→ Excerpted text
'''
The same reference numerals and symbols are used to designate the
same elements as those explained in the first embodiment, and
detailed explanation thereof will be omitted. In this embodiment, a
timing controller is different from the timing controller 10 of the
first embodiment. The other configuration is the same as that of
the first embodiment, and therefore, only the timing controller is
shown in FIG. 7.
[0063] The timing controller in this embodiment adjusts the
generation timing of a gate clock signal GCLK and a latch pulse
signal LP according to the number of clocks of an internal clock
signal ICLK corresponding to one frame cycle. For this purpose, the
timing controller has a counter 22A and a clock selector 24A in
place of the counter 22 and the clock selector 24 of the timing
controller 10 (FIG. 2) of the first embodiment. The timing
controller further has a frame blank detector 28A. The other
configuration is substantially the same as that of the timing
controller 10 of the first embodiment.
[0064] The frame blank detector 28A receives an enable signal ENAB
to detect a frame blank period existing in one frame period and
outputs a frame cycle signal FLP (pulse signal) in synchronization
with the detection timing of the frame blank period. Here, the
frame blank period is a period during which a data signal DATA
(picture signal) is not transmitted, in one frame period for
displaying one screen on a liquid crystal panel, and is a period up
to the start of outputting a data signal DATA of a next frame by a
personal computer connected to the liquid crystal display device
after it has outputted all the data signals DATA corresponding to
one frame. Since the frame blank period is detected once per one
frame period, the pulse generation cycle of the frame cycle signal
FLP indicates one frame period. Thus, the frame blank detector 28A
operates as a frame cycle detector that detects one frame cycle
based on the enable signal ENAB. Note that the number of pulses of
the enable signal ENAB generated during one frame period does not
change when the number of vertical lines (for example, 1024 lines)
does not change. Therefore, the cycle of the enable signal ENAB can
be indirectly detected based on the detection of one frame cycle if
the frame blank period does not change.
[0065] The counter 22A counts the pulse generation cycle of the
frame cycle signal FLP outputted from the frame blank detector 28A
as the number of clocks of an internal clock signal ICLK, and
outputs a counter value CNT thereof as a count signal CNT. This
means that the counter value CNT indicates the number of clocks in
one frame period. The clock selector 24A (timing setting circuit)
'''
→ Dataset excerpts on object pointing
'''
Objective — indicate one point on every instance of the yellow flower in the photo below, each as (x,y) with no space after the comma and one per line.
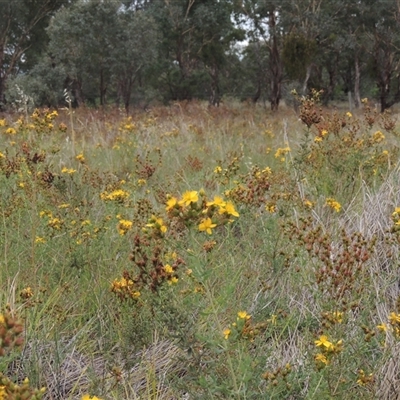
(382,327)
(378,137)
(320,357)
(218,201)
(124,226)
(324,342)
(308,203)
(364,379)
(55,223)
(394,318)
(243,315)
(171,203)
(226,333)
(172,280)
(189,197)
(281,152)
(229,209)
(168,269)
(26,293)
(207,226)
(270,208)
(80,157)
(11,131)
(66,170)
(118,195)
'''
→ Task details
Write what comes next in the timing controller passage, picking up right where it stops.

→ Final result
has the same function as that in first embodiment. In this
embodiment, however, since the counter value CNT indicates one
frame period, numerical values stored in the column of the counter
value CNT of the table TBL shown in the above-described FIG. 3 are
different from those of the first embodiment. Other values of the
table TBL are the same as those of the first embodiment.
[0066] The same effects as those of the above-described first
embodiment are also obtainable in this embodiment. Moreover, the
measurement of one frame cycle allows the detection of an average
value of the cycle of the enable signal ENAB in this embodiment. As
a result, the driving timings of scanning lines G1 to Gn and data
lines D1 to Dm can be accurately set compared with the case where
the cycle of the enable signal ENAB is set based on one
measurement.
[0067] FIG. 8 shows a third embodiment of the present invention.
The same reference numerals and symbols are used to designate the
same elements as those explained in the first and second
embodiments, and detailed explanation thereof will be omitted. In
this embodiment, a timing controller is different from the timing
controller 10 of the first embodiment. The other configuration is
the same as that of the first embodiment. Therefore, only the
timing controller is shown in FIG. 8.
[0068] The timing controller of this embodiment has a difference
detector 30B and a clock-number operational circuit 32B (timing
setting circuit) in place of the clock selector 24 of the timing
controller 10 (FIG. 2) of the first embodiment. The other
configuration is substantially the same as that of the first
embodiment.
[0069] The difference detector 30B detects a difference DIF between
a counter value CNT, which indicates one horizontal period,
outputted from a counter 22 and a standard value STDEN representing
a preset standard counter value of one horizontal period (the
number of clocks in one horizontal period of an internal clock
signal ICLK), and outputs the detected value as a difference signal
DIF. The difference detector 30B detects the difference DIF as a
change in the cycle of an enable signal ENAB. The clock-number
operational circuit 32B generates a gate falling signal GCLKF, a
gate rising signal GCLKR, a latch rising signal LPR, and a latch
falling signal LPF according to the difference (DIF) in the counter
value indicated by the difference signal DIF.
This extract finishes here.